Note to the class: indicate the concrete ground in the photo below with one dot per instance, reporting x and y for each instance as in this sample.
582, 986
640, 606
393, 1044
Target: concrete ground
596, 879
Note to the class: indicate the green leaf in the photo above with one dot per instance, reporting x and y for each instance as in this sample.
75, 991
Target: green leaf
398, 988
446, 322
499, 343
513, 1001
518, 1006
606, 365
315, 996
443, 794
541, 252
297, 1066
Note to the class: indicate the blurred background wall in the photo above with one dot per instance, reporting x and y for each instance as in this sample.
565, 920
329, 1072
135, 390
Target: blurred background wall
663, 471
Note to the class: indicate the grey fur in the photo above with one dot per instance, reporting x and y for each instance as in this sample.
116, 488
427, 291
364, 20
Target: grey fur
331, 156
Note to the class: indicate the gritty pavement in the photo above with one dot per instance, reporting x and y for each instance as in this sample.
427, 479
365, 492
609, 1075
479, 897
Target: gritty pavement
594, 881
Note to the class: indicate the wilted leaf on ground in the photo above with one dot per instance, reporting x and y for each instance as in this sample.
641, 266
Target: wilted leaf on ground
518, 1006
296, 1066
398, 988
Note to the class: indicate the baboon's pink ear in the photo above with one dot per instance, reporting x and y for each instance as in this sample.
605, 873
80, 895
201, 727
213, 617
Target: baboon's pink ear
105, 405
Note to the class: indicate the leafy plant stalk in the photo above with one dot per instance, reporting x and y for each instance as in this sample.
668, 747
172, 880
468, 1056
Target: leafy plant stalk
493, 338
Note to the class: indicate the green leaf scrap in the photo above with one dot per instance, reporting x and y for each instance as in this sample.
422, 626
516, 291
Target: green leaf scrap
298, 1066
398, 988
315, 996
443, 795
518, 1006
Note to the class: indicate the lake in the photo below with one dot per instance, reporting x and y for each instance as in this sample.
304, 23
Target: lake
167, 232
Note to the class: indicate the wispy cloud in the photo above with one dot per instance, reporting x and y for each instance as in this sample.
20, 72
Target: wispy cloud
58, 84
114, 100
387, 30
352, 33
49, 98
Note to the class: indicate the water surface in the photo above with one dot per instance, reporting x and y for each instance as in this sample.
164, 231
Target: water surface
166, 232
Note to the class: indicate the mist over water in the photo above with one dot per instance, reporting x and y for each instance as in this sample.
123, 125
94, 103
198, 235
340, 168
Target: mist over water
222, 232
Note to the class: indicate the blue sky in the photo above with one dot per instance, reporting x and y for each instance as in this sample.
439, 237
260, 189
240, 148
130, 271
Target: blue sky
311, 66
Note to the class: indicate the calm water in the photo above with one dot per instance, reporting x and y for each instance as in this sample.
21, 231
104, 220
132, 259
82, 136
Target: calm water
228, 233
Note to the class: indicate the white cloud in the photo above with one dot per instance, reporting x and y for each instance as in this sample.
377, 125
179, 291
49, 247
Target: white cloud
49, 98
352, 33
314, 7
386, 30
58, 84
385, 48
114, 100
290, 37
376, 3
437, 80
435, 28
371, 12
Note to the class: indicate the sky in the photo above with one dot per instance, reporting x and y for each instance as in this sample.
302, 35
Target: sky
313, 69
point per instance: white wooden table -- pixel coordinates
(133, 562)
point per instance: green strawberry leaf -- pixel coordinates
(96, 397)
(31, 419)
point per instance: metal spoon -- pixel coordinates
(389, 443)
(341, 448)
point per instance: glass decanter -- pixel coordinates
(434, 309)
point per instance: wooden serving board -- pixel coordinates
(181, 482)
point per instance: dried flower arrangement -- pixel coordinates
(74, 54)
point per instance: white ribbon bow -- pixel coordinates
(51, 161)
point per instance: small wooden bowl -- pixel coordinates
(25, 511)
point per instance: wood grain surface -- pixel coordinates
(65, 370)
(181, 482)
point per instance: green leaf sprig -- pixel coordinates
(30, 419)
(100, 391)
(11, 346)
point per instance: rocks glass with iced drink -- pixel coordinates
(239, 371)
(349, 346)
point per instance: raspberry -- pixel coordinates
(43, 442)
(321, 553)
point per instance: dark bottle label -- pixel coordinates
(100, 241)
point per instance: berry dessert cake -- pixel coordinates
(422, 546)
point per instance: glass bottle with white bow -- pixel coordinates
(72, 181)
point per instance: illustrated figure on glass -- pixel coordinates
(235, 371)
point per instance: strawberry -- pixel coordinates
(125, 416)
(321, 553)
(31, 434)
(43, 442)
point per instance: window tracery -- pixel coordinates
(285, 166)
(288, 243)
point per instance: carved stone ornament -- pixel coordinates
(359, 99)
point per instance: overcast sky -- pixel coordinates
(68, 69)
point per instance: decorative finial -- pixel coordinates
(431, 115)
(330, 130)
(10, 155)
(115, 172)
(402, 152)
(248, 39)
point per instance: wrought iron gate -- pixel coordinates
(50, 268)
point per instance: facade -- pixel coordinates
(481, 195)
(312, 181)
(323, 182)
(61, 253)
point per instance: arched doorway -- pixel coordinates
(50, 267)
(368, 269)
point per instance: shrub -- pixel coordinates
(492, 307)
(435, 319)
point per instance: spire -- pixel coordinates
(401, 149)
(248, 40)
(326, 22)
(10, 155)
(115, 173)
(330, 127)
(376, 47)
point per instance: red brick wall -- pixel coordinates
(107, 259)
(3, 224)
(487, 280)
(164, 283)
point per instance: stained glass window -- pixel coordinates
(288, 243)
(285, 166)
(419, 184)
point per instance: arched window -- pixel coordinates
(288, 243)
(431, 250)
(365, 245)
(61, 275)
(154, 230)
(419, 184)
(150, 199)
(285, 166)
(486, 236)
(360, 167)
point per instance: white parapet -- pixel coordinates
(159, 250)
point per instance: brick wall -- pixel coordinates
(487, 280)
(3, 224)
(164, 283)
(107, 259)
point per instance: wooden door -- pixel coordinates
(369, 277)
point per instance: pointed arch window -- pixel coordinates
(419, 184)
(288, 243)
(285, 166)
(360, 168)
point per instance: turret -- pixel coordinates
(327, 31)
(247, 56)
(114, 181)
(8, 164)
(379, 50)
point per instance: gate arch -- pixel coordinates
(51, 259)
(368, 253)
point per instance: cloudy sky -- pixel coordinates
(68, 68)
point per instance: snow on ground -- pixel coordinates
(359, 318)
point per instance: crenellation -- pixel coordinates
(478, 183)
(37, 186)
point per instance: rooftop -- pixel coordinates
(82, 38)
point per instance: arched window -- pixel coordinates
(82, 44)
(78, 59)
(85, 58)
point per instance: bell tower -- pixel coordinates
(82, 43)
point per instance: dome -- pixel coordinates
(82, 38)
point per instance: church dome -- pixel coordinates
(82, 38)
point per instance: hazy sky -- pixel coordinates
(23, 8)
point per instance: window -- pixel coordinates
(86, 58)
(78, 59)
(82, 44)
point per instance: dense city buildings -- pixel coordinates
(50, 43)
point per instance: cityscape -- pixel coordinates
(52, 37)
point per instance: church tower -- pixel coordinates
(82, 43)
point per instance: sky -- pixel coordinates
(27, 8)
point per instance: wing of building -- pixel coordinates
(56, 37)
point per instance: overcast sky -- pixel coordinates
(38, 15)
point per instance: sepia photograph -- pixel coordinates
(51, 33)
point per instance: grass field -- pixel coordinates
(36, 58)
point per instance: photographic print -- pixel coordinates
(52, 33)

WHAT YOU SHOULD DO: Every line holding the word "below" should be copied out of the material.

YOUR RESPONSE:
Note to the class: indicate the concrete ground in the photo below with one dot per instance, reporting x and y for each instance as in this sample.
Note to the class: indicate the lake in the photo below with one dot per instance, reporting x and y for each instance as in this sample.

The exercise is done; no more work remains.